— Start of RECORD SET —

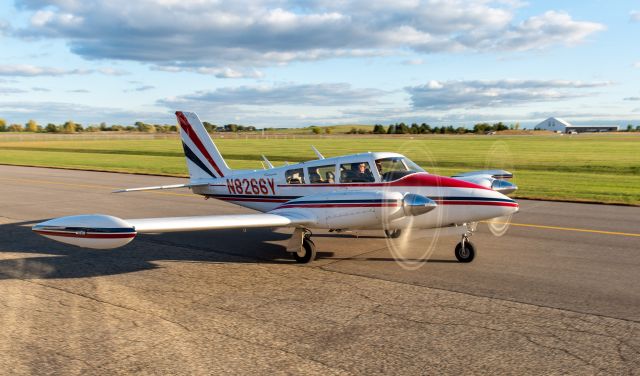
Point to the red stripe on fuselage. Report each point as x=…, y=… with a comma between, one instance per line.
x=419, y=179
x=184, y=124
x=287, y=206
x=87, y=235
x=252, y=199
x=483, y=203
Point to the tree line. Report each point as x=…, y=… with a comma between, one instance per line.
x=424, y=128
x=139, y=126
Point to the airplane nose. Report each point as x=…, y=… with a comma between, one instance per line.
x=503, y=186
x=414, y=204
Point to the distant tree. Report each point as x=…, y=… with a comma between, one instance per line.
x=31, y=126
x=379, y=129
x=141, y=127
x=69, y=127
x=500, y=127
x=15, y=128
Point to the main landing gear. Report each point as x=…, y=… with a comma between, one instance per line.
x=301, y=246
x=465, y=251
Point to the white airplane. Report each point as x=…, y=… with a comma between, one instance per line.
x=361, y=191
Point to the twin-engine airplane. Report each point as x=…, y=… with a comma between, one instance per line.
x=361, y=191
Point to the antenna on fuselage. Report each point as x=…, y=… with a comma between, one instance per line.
x=320, y=156
x=267, y=162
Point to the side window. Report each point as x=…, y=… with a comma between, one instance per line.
x=322, y=174
x=295, y=176
x=359, y=172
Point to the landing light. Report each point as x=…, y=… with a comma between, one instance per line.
x=414, y=204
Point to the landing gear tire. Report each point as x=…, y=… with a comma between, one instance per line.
x=465, y=251
x=393, y=234
x=307, y=252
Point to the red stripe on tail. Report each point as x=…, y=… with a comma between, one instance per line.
x=184, y=124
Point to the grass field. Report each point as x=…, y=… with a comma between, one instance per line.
x=594, y=168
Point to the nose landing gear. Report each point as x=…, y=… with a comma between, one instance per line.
x=465, y=250
x=301, y=246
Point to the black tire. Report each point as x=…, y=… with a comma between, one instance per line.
x=393, y=234
x=307, y=252
x=467, y=254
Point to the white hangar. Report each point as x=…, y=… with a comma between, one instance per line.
x=560, y=125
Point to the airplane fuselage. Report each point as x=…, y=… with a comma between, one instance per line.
x=335, y=197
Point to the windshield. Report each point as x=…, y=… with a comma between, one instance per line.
x=396, y=167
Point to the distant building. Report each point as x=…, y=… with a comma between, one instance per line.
x=559, y=125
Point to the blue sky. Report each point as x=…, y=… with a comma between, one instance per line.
x=293, y=63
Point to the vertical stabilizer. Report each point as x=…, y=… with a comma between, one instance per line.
x=203, y=158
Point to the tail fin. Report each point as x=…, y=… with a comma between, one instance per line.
x=203, y=158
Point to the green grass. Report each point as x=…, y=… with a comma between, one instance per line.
x=595, y=168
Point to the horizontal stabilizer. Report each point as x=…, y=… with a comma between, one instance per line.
x=215, y=222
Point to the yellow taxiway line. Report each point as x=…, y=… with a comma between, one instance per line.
x=588, y=230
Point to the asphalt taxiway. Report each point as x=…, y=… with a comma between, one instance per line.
x=559, y=293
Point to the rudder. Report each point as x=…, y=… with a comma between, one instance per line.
x=204, y=161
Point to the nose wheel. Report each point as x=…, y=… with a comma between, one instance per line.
x=393, y=234
x=465, y=250
x=301, y=246
x=307, y=252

— End of RECORD SET —

→ WORK TO COMPLETE: Can you convert the stretch from the first line through the line containing "x=467, y=254", both ends included, into a Markdown table with the columns Row and Line? Skip blank lines and leave the pictures out.

→ EXERCISE ANSWER:
| Row | Line |
|---|---|
| 1 | Point to the red stripe on fuselage. Report each point as x=…, y=… with a comma between, one instance per line. |
| 2 | x=419, y=179 |
| 3 | x=184, y=124 |
| 4 | x=287, y=206 |
| 5 | x=87, y=235 |
| 6 | x=252, y=199 |
| 7 | x=483, y=203 |
| 8 | Point to the tree line. Report each point as x=…, y=… with a comma between, one instance per line. |
| 9 | x=424, y=128 |
| 10 | x=139, y=126 |
| 11 | Point to the airplane nose. Report each point as x=…, y=… with a comma between, one instance per line. |
| 12 | x=503, y=186 |
| 13 | x=414, y=204 |
| 14 | Point to the distant tree. Report each point as x=…, y=… with a comma between, one instance per line. |
| 15 | x=31, y=126 |
| 16 | x=379, y=129 |
| 17 | x=141, y=127 |
| 18 | x=69, y=127 |
| 19 | x=500, y=127 |
| 20 | x=15, y=128 |
| 21 | Point to the main landing gear. Report each point as x=…, y=… with a comma between, one instance per line. |
| 22 | x=301, y=246 |
| 23 | x=465, y=251 |
| 24 | Point to the white airplane. Report each point as x=…, y=… with a comma between, one instance per line. |
| 25 | x=361, y=191 |
| 26 | Point to the twin-engine airplane. Report each point as x=…, y=… with a comma between, one instance per line. |
| 27 | x=361, y=191 |
| 28 | Point to the antenna on fuselage. Report each point as x=…, y=… with a comma between, one instance per line. |
| 29 | x=320, y=156 |
| 30 | x=267, y=162 |
| 31 | Point to the side window. Report each point as x=…, y=… with a comma between, one instance per line. |
| 32 | x=322, y=174 |
| 33 | x=295, y=176 |
| 34 | x=359, y=172 |
| 35 | Point to the landing light. Report each point as x=…, y=… with a comma between, one instance per line. |
| 36 | x=414, y=204 |
| 37 | Point to the landing gear tire. Report each point as x=…, y=… with a comma between, one instance per line. |
| 38 | x=465, y=251 |
| 39 | x=393, y=234 |
| 40 | x=307, y=252 |
| 41 | Point to the red stripe on tail. Report each point as x=…, y=… with a comma between, one instance per line. |
| 42 | x=184, y=124 |
| 43 | Point to the grass field. Report each point as x=…, y=… with a comma between, one instance per line. |
| 44 | x=594, y=168 |
| 45 | Point to the nose landing gear. Report each point as x=…, y=… with a comma between, one instance per line. |
| 46 | x=465, y=250 |
| 47 | x=301, y=246 |
| 48 | Point to the black tire. Report each point as x=…, y=… with a comma between, one instance per line. |
| 49 | x=393, y=234 |
| 50 | x=307, y=252 |
| 51 | x=467, y=254 |